#### BRIEF
From the data that follows, print exactly the lines starting at the one containing "the red dot" and ending at the one containing "the white trolley"; include both of them and nothing more.

.....

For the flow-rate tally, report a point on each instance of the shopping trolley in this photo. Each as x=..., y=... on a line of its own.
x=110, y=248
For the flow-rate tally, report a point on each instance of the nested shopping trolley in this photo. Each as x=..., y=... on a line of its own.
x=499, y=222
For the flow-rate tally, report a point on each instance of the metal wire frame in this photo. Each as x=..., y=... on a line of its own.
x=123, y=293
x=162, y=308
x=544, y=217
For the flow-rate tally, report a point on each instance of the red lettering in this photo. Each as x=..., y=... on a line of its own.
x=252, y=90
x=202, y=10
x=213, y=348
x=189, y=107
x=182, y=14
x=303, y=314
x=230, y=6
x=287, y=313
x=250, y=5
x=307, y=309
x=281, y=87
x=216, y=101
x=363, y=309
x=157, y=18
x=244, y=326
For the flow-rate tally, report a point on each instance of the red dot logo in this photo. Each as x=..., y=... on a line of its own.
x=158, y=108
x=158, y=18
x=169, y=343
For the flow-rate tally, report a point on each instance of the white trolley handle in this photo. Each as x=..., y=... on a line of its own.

.....

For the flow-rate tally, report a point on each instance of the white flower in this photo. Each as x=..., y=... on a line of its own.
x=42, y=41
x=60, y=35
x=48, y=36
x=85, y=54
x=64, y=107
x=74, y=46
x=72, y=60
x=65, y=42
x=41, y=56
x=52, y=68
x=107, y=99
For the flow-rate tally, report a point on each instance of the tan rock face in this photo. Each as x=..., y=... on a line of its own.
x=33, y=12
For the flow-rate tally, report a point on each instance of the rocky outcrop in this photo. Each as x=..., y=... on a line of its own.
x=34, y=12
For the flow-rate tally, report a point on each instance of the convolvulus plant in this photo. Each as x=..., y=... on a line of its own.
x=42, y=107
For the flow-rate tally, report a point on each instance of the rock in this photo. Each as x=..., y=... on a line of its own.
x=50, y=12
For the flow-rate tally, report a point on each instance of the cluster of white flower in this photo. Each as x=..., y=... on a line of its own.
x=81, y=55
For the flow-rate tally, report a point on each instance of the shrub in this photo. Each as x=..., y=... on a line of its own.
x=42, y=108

.....

#### SOLUTION TO THIS TASK
For the flow-rate tally, report a point on each instance of the red dot logo in this photo. Each as x=..., y=... on a line of its own.
x=158, y=108
x=158, y=18
x=169, y=343
For the flow-rate tally, report a point on each instance of the white trolley handle in this photo. Each as x=..., y=... on a line of its own.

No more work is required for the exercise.